═════ LISTED RECORDS ═════

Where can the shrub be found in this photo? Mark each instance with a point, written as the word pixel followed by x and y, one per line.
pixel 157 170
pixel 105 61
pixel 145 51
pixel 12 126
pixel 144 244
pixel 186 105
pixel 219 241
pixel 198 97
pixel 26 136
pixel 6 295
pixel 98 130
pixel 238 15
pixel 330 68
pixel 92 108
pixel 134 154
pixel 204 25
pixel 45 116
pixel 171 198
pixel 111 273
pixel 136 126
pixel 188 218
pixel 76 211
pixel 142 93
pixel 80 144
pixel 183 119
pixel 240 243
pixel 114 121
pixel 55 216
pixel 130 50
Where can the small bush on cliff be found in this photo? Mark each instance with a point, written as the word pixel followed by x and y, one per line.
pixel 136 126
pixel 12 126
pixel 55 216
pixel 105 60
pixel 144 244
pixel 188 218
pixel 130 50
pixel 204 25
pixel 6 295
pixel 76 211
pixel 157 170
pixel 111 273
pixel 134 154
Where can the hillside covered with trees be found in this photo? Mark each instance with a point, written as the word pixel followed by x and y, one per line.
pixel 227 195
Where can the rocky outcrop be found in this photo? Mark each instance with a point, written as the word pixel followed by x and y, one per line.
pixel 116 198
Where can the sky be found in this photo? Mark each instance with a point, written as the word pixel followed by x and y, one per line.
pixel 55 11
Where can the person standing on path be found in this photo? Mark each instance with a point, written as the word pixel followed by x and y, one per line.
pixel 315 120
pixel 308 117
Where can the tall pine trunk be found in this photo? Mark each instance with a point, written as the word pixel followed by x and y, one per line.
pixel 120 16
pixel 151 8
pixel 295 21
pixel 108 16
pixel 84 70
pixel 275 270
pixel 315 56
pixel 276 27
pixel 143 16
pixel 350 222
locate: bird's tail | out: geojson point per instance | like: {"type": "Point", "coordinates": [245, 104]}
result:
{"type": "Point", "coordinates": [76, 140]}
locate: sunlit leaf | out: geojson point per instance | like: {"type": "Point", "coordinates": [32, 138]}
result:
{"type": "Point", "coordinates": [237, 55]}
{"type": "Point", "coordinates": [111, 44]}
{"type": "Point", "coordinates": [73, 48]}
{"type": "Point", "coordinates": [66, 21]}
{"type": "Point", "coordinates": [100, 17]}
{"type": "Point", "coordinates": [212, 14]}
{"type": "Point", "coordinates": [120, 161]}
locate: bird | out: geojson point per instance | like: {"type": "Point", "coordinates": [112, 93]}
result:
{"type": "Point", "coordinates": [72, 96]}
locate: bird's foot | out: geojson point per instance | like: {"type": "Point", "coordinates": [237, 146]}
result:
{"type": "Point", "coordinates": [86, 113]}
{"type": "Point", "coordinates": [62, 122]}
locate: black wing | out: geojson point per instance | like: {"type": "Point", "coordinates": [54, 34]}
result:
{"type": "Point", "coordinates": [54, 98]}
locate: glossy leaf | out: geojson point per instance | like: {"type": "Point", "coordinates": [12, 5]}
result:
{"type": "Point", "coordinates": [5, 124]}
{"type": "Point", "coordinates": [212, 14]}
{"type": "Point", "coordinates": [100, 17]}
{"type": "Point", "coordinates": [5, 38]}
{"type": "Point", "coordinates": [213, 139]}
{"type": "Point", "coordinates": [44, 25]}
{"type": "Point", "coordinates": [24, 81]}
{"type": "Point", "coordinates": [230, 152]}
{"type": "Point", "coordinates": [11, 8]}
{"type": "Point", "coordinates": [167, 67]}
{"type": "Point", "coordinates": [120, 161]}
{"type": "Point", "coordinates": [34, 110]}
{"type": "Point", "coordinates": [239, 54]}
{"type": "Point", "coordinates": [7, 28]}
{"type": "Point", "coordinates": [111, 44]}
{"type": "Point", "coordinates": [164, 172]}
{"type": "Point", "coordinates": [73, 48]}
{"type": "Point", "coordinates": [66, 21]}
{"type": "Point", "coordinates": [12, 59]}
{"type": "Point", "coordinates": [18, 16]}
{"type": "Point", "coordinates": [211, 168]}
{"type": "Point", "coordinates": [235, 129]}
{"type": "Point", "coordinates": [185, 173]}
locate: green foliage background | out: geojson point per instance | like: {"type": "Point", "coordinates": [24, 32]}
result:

═════
═════ LISTED RECORDS ═════

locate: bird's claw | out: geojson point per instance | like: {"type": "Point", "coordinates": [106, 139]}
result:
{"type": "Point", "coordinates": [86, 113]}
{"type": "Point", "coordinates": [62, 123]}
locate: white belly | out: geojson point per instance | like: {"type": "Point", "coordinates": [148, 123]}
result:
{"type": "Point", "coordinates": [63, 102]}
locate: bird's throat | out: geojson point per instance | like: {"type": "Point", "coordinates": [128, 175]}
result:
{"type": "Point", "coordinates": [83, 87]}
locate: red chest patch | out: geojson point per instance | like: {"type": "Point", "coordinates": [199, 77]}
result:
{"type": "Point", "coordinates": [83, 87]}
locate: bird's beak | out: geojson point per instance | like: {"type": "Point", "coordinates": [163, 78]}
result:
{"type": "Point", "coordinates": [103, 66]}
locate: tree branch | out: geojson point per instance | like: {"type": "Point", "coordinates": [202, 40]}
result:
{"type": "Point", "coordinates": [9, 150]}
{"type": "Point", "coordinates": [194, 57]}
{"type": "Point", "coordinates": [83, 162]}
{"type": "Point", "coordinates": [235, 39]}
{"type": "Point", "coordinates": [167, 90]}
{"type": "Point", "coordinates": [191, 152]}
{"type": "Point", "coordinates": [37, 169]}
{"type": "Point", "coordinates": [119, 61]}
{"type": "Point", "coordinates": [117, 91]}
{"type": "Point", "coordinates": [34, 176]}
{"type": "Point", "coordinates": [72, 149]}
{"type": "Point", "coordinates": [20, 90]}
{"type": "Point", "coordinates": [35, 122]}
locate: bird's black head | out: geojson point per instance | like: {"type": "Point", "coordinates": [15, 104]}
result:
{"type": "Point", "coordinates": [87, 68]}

═════

ASSIGNED TASK >> Which lines in the data above hold the word "black"? Return each of them.

WRITTEN RESPONSE >>
locate: black wing | out: geojson point per instance | like: {"type": "Point", "coordinates": [54, 34]}
locate: bird's black head | out: geojson point per instance | like: {"type": "Point", "coordinates": [15, 104]}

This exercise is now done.